REQUIRED TASK: Copy down, word for word, everything in the post about tech writers moving between industries from "Folks, this is" down to "waiting for Mr.".

It's "The Fit" That Causes Fits Among Us

Subject: It's "The Fit" That Causes Fits Among Us
From: George Mena <George -dot- Mena -at- ESSTECH -dot- COM>
Date: Thu, 7 May 1998 13:17:52 -0700

Folks, this is probably a new variant on a previously discussed thread,
but it sounds like we still need to talk a bit about how tech writers in
one industry can successfully cross over to another industry, even
though they may not necessarily have the same "credentials."

Issues for consideration:

1) Is the technology or service your company provides to the world at
large so highly specialized that "the powers that be" have decreed only
"the best of the best and brightest" in the specialized field should be
sought out and hired?

2) Exactly how practical is it to wait until "the right person" comes
along and what is the cost to the company while you're waiting for Mr.
or Ms. Right to show up?

I developed these issues and my response based on some of the comments
other users have already made. The complete list of attributed quotes
follows the commentary. Delete as desired.

Data records:
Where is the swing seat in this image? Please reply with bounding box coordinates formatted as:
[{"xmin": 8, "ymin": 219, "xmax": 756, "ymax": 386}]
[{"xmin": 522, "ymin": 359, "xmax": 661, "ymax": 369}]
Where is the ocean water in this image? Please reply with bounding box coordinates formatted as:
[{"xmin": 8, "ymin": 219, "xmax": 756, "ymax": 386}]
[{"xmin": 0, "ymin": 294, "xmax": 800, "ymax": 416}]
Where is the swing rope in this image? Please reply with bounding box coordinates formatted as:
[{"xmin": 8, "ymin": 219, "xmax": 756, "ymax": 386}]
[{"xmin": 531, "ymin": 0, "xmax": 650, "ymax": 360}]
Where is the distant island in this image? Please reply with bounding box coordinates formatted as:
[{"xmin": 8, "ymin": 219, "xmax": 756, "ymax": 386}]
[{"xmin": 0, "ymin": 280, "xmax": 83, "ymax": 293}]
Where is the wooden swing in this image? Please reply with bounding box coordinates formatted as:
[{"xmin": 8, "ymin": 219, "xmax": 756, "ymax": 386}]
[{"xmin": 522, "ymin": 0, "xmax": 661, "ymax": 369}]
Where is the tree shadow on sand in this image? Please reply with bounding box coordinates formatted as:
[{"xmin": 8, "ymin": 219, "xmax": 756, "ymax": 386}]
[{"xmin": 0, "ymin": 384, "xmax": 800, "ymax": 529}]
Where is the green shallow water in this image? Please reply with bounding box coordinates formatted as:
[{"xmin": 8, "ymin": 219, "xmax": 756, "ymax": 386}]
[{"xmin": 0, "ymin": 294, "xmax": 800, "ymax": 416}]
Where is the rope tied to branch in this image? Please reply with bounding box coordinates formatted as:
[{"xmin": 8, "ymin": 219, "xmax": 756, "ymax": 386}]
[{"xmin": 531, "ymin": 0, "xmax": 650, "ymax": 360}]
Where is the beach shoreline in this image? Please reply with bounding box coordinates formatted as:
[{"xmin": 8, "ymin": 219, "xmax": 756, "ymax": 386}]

REPLY:
Folks, this is probably a new variant on a previously discussed thread,
but it sounds like we still need to talk a bit about how tech writers in
one industry can successfully cross over to another industry, even
though they may not necessarily have the same "credentials."

Issues for consideration:

1) Is the technology or service your company provides to the world at
large so highly specialized that "the powers that be" have decreed only
"the best of the best and brightest" in the specialized field should be
sought out and hired?

2) Exactly how practical is it to wait until "the right person" comes
along and what is the cost to the company while you're waiting for Mr.